» **Given task 1**:
Using the reading text on maladjustment below, decide whether each statement agrees with it. Answer yes or no for each, and quote the deciding words of the text exactly.
(a) The text holds that the world will be saved through the complacent adjustment of the conforming majority.
(b) The text calls maladjusted the word most frequently on the lips of the child psychologist.
(c) The speaker intends to become adjusted to the evils of segregation.

» **Reading text**:
--- START ---
The most pressing need of this hour is a dedicated circle of transformed nonconformists. Today our planet teeters on the brink of atomic annihilation. Dangerous passions of pride, hatred, and selfishness still sit contentedly on the throne of our lives, and wounded truth and love are still lying prostrate on the rugged hills of nameless colonies calvaries. Men are still genuflecting before the false gods of nationalism and materialism. If our world is to be saved from its pending doom it will come not through the complacent adjustment of the conforming majority but through the creative maladjustment of a nonconforming minority. If the world is to be lifted from the morass of confusion and chaos it will be done by men who have succeeded in standing above the world so that God can lift it through them.

Professor [Julius Seelye] Bixler reminded us some years ago of the danger of overstressing the well-adjusted life.36 Everybody is passionately seeking to be well adjusted, nobody wants to be maladjusted. There is probably no word in modern psychology that is used more than the word maladjusted. It is the word most frequently on the lips of the child psychologist. In a sense we must all seek to live the well adjusted life in order to avoid neurotic and schiozophrenic personalities. But there are some things in our world to which all men of good will must be maladjusted until the good society is realized.37 As for me I must confess that there are some things to which I’m proud to be maladjusted. I never intend to become adjusted to the evils of segregation and the crippling effects of discrimination. I never intend to become adjusted to the moral degeneracy of religious bigotry and the corroding effects of narrow sectarianism. I never intend to adjust myself to economic conditions that will take necessities from the many a to give luxuries to the few.38 I never intend to become adjusted to the insanities of militarism and the selfdefeatlng effects of physical violence.
--- END ---
» **Given task 2**: Tally the lines of the entries below that contain the string "wood". Give only the number.

» **Stored rows**:
--- START ---
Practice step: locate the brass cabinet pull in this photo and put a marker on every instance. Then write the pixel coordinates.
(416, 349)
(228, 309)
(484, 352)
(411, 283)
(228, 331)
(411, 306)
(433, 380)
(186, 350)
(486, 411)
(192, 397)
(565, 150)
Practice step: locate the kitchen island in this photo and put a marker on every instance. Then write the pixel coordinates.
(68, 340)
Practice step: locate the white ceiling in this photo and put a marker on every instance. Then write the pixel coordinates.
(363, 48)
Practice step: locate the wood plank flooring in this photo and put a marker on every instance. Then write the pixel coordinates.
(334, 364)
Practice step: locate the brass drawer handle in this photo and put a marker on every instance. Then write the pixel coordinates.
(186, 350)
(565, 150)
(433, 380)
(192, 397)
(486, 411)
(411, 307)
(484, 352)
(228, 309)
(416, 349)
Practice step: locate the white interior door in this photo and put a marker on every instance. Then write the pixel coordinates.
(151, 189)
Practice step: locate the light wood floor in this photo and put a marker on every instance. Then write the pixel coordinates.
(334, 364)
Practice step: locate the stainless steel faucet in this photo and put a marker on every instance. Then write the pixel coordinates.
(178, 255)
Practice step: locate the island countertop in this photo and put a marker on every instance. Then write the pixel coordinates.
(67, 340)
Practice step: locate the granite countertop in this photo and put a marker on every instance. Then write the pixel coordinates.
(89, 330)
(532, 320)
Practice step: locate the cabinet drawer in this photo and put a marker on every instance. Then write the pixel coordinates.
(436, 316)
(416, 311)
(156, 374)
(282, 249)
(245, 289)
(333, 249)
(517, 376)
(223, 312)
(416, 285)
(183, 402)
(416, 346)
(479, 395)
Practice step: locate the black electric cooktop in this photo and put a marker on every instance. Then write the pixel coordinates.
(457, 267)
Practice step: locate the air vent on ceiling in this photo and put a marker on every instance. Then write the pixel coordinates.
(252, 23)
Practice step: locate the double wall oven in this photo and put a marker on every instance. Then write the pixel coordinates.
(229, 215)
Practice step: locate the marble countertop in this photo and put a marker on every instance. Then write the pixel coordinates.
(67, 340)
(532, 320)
--- END ---
--- START ---
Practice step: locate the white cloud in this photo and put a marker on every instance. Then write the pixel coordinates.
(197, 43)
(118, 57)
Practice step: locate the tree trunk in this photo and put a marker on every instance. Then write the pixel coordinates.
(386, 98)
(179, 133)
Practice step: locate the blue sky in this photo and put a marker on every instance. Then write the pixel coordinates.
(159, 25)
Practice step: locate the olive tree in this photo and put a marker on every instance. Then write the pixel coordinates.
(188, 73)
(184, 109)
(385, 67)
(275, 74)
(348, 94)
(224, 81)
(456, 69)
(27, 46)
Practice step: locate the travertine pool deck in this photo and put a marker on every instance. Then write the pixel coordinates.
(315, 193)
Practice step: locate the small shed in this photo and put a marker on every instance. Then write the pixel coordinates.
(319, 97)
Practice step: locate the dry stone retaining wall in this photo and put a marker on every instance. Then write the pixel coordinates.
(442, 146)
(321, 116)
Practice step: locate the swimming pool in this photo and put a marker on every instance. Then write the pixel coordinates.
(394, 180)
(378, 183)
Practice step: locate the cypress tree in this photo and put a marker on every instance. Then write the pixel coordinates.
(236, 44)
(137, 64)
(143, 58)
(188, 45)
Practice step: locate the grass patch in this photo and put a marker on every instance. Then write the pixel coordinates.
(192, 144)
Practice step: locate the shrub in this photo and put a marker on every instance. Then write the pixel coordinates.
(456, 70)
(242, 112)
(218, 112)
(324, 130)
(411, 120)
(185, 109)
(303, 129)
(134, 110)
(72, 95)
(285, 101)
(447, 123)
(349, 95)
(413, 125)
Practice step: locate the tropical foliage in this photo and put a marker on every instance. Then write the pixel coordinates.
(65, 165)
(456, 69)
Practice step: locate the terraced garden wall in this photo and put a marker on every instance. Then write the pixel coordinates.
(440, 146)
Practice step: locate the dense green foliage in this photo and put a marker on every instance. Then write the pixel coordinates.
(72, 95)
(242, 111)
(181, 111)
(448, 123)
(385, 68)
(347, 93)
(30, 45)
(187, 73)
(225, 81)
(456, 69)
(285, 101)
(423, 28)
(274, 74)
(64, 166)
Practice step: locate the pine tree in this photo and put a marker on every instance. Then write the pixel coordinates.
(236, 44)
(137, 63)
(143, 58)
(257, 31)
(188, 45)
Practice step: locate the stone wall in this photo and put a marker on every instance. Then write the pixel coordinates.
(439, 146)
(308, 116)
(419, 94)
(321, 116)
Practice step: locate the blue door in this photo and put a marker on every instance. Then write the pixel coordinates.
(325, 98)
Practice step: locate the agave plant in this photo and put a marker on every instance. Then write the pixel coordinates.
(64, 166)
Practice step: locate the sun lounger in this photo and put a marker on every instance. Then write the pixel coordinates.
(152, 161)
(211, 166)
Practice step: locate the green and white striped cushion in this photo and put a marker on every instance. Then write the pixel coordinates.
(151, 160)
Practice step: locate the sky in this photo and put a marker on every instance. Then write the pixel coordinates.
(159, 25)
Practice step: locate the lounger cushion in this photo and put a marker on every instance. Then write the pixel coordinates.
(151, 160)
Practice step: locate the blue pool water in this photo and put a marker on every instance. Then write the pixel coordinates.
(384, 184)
--- END ---
» **Correct output 1**:
(a) No: "it will come not through the complacent adjustment of the conforming majority but through the creative maladjustment of a nonconforming minority"
(b) Yes: "It is the word most frequently on the lips of the child psychologist."
(c) No: "I never intend to become adjusted to the evils of segregation and the crippling effects of discrimination."

» **Correct output 2**: 2